### EXERCISE DETAILS
Copy the lines starting at the one containing "Please tag every instance of the beam" and ending at the last of the rows below, substituting "marker" for each "pin" and leaving everything else the same.

### PROVIDED MATERIAL
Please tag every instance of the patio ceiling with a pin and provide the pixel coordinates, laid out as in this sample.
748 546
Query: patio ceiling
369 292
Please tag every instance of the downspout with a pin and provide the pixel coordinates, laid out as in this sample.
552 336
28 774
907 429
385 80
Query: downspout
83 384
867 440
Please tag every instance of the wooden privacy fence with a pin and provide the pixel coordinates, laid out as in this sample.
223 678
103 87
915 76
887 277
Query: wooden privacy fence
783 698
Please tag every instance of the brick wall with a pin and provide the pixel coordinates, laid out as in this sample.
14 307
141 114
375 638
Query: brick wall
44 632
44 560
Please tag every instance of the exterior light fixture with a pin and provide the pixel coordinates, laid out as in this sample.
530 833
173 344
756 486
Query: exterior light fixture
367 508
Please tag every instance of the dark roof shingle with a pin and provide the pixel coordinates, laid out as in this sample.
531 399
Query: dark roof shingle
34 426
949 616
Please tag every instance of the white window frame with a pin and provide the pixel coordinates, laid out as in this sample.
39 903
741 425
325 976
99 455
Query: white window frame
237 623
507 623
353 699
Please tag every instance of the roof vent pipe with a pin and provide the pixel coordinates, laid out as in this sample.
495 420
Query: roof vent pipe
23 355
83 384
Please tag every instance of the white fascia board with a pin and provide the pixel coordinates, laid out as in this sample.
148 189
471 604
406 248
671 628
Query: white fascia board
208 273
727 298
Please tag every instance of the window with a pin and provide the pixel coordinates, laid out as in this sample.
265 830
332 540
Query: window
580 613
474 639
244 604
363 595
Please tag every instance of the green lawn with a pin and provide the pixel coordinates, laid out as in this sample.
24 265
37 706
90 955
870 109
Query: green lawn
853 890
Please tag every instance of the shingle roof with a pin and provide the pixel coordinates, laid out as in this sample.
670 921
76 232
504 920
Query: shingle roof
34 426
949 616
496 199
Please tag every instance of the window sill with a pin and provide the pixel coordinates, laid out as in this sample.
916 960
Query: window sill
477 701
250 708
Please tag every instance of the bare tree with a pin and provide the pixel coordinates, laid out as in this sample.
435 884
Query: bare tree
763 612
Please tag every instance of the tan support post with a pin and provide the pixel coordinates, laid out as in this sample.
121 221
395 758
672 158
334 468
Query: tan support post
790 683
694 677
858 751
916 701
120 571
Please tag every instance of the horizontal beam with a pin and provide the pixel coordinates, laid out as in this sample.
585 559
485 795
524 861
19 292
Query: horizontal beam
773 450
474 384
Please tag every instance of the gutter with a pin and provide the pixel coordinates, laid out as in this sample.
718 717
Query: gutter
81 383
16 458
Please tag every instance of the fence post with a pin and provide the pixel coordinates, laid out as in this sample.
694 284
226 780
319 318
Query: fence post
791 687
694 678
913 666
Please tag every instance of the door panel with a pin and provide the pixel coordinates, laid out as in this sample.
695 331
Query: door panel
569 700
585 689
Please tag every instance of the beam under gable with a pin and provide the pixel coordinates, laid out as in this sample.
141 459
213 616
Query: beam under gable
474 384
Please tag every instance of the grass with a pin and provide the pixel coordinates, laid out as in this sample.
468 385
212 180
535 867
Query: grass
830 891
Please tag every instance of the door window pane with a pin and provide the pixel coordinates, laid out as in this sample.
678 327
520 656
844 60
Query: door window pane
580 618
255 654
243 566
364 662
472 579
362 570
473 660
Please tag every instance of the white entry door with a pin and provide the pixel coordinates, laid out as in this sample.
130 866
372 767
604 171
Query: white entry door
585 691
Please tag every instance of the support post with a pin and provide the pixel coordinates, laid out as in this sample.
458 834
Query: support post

### SOLUTION FOR THIS EXERCISE
Please tag every instance of the beam under gable with a marker and provide the pixel coordinates, laid out as in this sample.
141 459
213 616
Query: beam under gable
474 384
Please tag every instance of the grass with a marker and provide the pixel coordinates, laid out as in this sample.
468 385
212 180
535 867
Query: grass
830 891
Please tag every instance of the door window pane with a marker and provide the pixel coordinates, laid out as in this sample.
678 327
520 656
844 60
Query: door window pane
580 618
255 654
243 566
364 662
472 579
362 570
473 660
Please tag every instance of the white entry door with a marker and provide the pixel coordinates, laid out as in this sample.
130 866
372 767
604 171
Query: white entry door
585 691
Please tag every instance of the support post with a marker and provide the pixel coordinates, laid out as in this sample.
458 834
Query: support post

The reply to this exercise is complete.